### [AIM OF THE TASK]
Give everything from the start of the records down to the line that contains "box: [166, 0, 204, 56]", both ends included, as a numbered list, leaving out blank lines.

### [LISTED RECORDS]

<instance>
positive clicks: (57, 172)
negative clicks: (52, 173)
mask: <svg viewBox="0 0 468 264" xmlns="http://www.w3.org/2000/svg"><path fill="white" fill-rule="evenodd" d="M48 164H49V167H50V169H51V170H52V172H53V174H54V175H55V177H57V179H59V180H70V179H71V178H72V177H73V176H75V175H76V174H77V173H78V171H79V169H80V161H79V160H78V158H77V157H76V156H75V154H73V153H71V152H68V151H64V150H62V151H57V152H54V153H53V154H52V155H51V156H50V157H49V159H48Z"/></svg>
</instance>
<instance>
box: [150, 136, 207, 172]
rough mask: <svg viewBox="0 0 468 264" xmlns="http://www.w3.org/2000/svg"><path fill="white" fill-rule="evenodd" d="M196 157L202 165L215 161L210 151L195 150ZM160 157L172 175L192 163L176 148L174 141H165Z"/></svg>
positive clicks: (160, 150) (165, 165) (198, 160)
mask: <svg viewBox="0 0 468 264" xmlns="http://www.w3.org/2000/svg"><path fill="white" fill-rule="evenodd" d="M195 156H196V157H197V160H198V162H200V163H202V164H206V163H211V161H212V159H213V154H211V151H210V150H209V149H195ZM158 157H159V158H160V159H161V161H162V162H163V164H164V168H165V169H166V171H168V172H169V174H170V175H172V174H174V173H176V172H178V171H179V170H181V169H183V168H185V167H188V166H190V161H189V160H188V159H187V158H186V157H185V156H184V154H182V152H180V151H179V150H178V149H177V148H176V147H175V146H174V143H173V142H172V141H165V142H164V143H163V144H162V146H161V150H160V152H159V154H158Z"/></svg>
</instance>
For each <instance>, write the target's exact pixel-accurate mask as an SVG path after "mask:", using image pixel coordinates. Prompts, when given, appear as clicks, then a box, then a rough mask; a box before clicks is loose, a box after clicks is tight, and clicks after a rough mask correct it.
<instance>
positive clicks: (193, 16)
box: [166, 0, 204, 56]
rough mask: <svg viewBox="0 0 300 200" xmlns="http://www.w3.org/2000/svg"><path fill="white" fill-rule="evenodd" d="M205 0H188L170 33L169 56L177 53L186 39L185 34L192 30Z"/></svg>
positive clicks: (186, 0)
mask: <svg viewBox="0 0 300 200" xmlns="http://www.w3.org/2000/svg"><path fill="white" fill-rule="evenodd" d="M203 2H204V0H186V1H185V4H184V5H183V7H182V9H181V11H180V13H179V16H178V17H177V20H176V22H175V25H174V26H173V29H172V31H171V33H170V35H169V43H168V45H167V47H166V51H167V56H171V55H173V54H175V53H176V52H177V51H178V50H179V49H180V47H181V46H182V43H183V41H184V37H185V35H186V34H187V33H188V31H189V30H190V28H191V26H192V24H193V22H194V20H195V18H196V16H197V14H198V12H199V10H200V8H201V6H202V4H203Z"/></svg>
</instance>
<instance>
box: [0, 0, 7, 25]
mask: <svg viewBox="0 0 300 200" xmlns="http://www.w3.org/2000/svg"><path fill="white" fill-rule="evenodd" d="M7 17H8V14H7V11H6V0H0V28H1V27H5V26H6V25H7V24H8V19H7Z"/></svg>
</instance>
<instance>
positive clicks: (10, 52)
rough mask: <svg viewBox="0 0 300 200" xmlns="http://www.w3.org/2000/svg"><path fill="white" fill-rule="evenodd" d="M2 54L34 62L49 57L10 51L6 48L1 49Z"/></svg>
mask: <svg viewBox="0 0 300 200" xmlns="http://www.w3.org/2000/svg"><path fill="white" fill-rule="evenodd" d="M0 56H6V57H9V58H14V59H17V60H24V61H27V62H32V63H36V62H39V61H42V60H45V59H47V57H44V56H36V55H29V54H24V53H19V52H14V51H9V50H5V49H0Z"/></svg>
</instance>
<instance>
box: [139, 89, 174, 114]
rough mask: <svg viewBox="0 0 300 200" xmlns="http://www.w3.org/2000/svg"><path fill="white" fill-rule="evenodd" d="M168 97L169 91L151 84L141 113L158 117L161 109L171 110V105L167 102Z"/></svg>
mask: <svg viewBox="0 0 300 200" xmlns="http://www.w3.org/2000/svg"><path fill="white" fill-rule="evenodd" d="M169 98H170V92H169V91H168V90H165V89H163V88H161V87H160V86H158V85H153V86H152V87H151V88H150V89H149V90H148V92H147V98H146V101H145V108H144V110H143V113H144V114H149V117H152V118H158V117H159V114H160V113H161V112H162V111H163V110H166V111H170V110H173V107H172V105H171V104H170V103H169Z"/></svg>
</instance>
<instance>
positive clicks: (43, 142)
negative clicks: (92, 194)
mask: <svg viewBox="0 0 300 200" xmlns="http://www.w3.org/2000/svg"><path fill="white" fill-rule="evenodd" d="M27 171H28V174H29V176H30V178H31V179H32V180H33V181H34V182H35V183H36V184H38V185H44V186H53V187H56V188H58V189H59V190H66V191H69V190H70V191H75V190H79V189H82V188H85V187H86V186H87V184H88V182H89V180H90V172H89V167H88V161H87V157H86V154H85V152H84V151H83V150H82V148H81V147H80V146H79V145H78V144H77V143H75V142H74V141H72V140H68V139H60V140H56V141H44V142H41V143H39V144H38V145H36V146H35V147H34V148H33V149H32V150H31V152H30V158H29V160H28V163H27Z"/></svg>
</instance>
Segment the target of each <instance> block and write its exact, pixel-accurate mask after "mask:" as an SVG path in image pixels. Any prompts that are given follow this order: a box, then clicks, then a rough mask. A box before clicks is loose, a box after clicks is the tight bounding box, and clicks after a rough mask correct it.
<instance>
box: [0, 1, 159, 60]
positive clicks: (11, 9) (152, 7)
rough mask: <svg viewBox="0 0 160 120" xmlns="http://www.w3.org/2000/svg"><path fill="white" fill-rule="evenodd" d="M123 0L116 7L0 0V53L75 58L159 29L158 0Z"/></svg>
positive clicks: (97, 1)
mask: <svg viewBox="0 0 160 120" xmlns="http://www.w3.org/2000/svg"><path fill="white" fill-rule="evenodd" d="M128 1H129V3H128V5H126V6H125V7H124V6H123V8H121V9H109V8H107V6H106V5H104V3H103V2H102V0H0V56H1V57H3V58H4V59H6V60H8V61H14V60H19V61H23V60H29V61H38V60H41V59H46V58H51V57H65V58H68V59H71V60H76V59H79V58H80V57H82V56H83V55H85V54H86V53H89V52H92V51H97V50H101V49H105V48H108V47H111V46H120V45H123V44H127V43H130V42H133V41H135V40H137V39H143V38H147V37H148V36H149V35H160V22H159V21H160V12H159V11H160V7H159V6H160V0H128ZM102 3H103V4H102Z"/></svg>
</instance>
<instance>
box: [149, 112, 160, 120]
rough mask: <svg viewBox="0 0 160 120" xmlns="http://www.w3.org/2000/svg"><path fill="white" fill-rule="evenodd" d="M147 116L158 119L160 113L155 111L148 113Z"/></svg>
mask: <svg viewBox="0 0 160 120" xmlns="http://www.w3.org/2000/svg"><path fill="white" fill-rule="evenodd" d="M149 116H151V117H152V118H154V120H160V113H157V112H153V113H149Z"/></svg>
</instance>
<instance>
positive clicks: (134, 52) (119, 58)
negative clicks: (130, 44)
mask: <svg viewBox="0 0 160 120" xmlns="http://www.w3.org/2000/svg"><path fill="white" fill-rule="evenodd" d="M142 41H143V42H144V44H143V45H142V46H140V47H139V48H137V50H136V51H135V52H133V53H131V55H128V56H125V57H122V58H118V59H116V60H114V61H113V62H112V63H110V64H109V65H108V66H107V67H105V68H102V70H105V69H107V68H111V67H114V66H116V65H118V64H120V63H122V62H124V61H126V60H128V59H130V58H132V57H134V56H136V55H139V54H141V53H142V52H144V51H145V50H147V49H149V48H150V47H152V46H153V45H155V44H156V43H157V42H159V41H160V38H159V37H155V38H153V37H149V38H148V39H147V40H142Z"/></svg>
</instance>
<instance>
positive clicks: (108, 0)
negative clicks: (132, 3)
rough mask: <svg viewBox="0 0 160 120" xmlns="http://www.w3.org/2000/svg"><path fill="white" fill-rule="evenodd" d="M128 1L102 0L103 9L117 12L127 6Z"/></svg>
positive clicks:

### [ANSWER BELOW]
1. <instance>
2. positive clicks: (57, 172)
3. negative clicks: (52, 173)
4. mask: <svg viewBox="0 0 468 264" xmlns="http://www.w3.org/2000/svg"><path fill="white" fill-rule="evenodd" d="M48 164H49V167H50V169H51V170H52V172H53V174H54V175H55V177H57V179H59V180H70V179H71V178H72V177H73V176H75V175H76V174H77V173H78V171H79V169H80V161H79V160H78V158H77V157H76V156H75V154H73V153H71V152H68V151H64V150H62V151H57V152H54V153H53V154H52V155H51V156H50V157H49V159H48Z"/></svg>
5. </instance>
6. <instance>
7. box: [150, 136, 207, 172]
8. rough mask: <svg viewBox="0 0 468 264" xmlns="http://www.w3.org/2000/svg"><path fill="white" fill-rule="evenodd" d="M196 157L202 165L215 161L210 151L195 150ZM160 157L172 175L192 163L176 148L174 141H165Z"/></svg>
9. positive clicks: (160, 150) (165, 165) (198, 160)
10. mask: <svg viewBox="0 0 468 264" xmlns="http://www.w3.org/2000/svg"><path fill="white" fill-rule="evenodd" d="M195 156H196V157H197V160H198V162H200V163H202V164H206V163H211V161H212V159H213V154H211V151H210V150H209V149H195ZM158 157H159V158H160V159H161V161H162V162H163V164H164V168H165V169H166V171H168V172H169V174H170V175H172V174H174V173H176V172H178V171H179V170H181V169H183V168H185V167H188V166H190V161H189V160H188V159H187V158H186V157H185V156H184V154H182V152H180V151H179V150H178V149H177V148H176V147H175V146H174V143H173V142H172V141H165V142H164V143H163V144H162V146H161V150H160V152H159V154H158Z"/></svg>
11. </instance>
12. For each <instance>, write the target's exact pixel-accurate mask as an SVG path after "mask:", using image pixel coordinates. Prompts, when given, appear as clicks, then a box, then a rough mask; a box before clicks is loose, a box after clicks is tight, and clicks after a rough mask correct it.
13. <instance>
14. positive clicks: (193, 16)
15. box: [166, 0, 204, 56]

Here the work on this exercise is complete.